▶ TASK SET:
[1] Return the section of the article on fear merchants between "This isn't about" and "a Wi-Fi connection.", inclusive, copied without changes.
[2] In the article on fear merchants, what is the current favorite villain?
[3] Continue the article on fear merchants, picking up after its last sentence.

This isn't about being a cynic. It’s about being a skeptic.

The Fear Merchant’s Playbook
Back in the day, if a guy wanted to sell you a miracle tonic, he had to stand on a literal wooden crate and shout at people passing by. If the tonic didn’t work, or made your hair fall out, he had to skip town before the locals caught up with him. There was a built-in accountability system. It was called consequences.
Now, he just needs a ring light and a Wi-Fi connection.
The script these modern fear merchants follow is remarkably consistent. First, they identify something ordinary that you use every day: seed oil, tap water, sunscreen, your microwave. Then they tell you it is slowly killing you, that it is a “poison” designed by a shadowy “them” to keep you weak and sick. They use words like “inflammatory,” “bioavailable,” and “toxic load” to signal expertise they don’t actually have. The only thing they are genuinely expert in is your amygdala. That’s the part of your brain that handles fear, and research confirms it is the engine that powers their entire business model. [1]
Here is how the playbook works, step by step.
The Setup: Manufacturing the Crisis
The fear merchant needs a villain. Something familiar enough that you already use it, obscure enough that you haven’t thought hard about it. Seed oils are the current favorite.

▶ DATA EXCERPTS:
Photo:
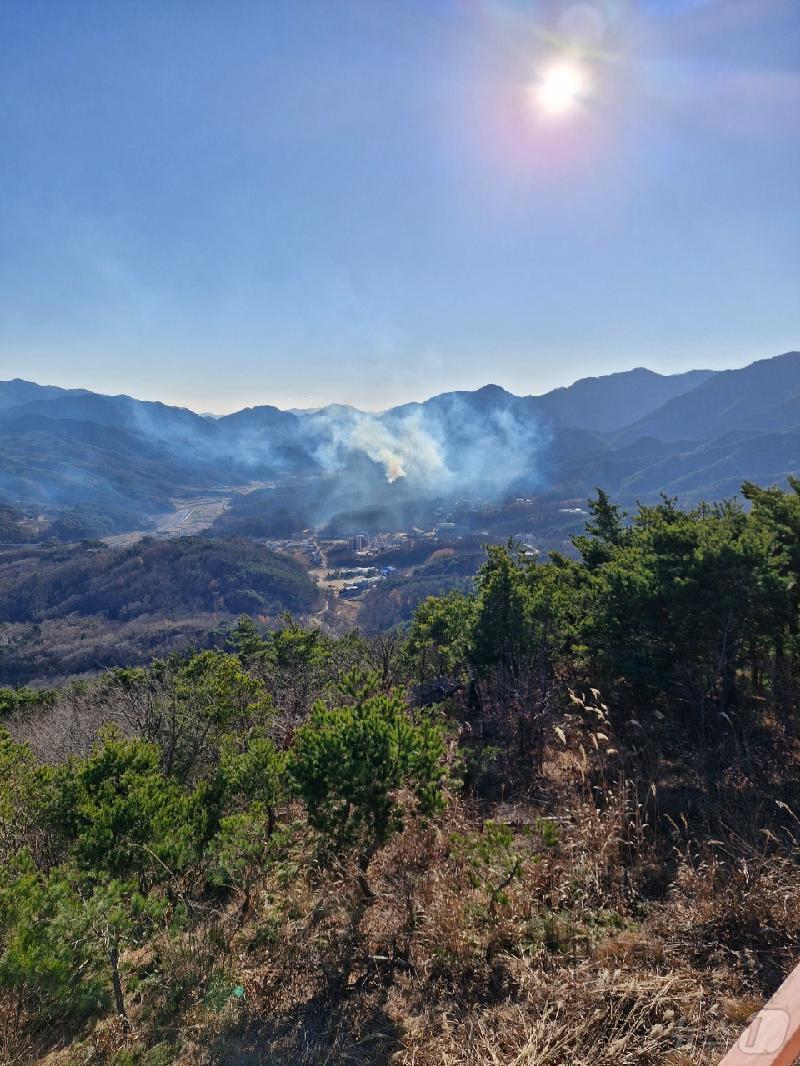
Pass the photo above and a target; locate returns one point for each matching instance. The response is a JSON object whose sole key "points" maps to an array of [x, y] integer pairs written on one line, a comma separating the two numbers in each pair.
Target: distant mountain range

==

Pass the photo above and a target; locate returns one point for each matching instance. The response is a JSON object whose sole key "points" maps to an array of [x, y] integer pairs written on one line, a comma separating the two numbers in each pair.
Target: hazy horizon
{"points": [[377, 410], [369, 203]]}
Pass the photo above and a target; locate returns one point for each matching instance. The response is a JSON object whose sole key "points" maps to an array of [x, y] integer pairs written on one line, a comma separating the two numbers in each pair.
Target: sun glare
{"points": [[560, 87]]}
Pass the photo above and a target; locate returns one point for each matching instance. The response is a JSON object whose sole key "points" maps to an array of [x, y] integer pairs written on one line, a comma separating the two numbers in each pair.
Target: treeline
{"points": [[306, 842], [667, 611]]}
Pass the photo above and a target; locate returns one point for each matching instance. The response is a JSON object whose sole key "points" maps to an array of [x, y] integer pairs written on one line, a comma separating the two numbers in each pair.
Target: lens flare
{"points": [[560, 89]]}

--

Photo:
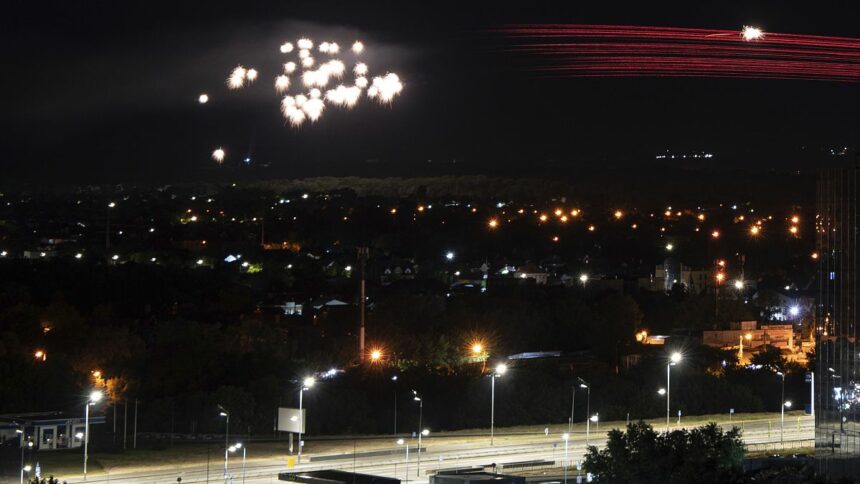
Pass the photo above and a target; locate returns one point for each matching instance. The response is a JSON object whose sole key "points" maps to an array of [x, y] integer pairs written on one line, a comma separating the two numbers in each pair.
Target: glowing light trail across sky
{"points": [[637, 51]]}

▶ ANSWERS BY ITEM:
[1]
This isn't about being a cynic. It’s about being a skeptic.

The Fear Merchant’s Playbook
Back in the day, if a guy wanted to sell you a miracle tonic, he had to stand on a literal wooden crate and shout at people passing by. If the tonic didn’t work, or made your hair fall out, he had to skip town before the locals caught up with him. There was a built-in accountability system. It was called consequences.
Now, he just needs a ring light and a Wi-Fi connection.

[2] Seed oils.

[3]
The claim you’ll hear is that canola oil is “industrial lubricant” repurposed as food. Here’s the actual history. Rapeseed oil, the ancestor of canola, was used as an industrial lubricant during World War II because it clung well to wet metal in steam engines. After the war, Canadian scientists spent decades selectively breeding a new, low-erucic-acid variety specifically safe for human consumption. They called it canola, an abbreviation of “Canadian oil, low acid.” It was a purpose-built food crop. The FDA recognized canola oil as generally safe, and in 2006 issued a qualified health claim for its role in reducing coronary heart disease risk. [2]
The “industrial lubricant” line is a classic half-truth. It takes a real piece of history, strips out every relevant detail, and lets the fear do the rest. Boring and accurate doesn’t get clicks. Terrifying and oversimplified does.
As for the broader claim that seed oils are toxic: Harvard, Stanford, Memorial Sloan Kettering, and the American Heart Association have all reviewed the peer-reviewed literature and landed in the same place. Seed oils, consumed in normal dietary amounts, are not only safe but associated with lower rates of cardiovascular disease. A 2025 study published in JAMA Internal Medicine found that people with the highest seed oil consumption were 16% less likely to die than those with the lowest. [3] That’s not a result you’d expect from an industrial lubricant.
The Hook: The Secret Knowledge
Once the villain is established, the fear merchant positions himself as the only person brave enough to tell you the truth that doctors and scientists are supposedly hiding. It’s a masterful move, and it works because of how our brains are wired.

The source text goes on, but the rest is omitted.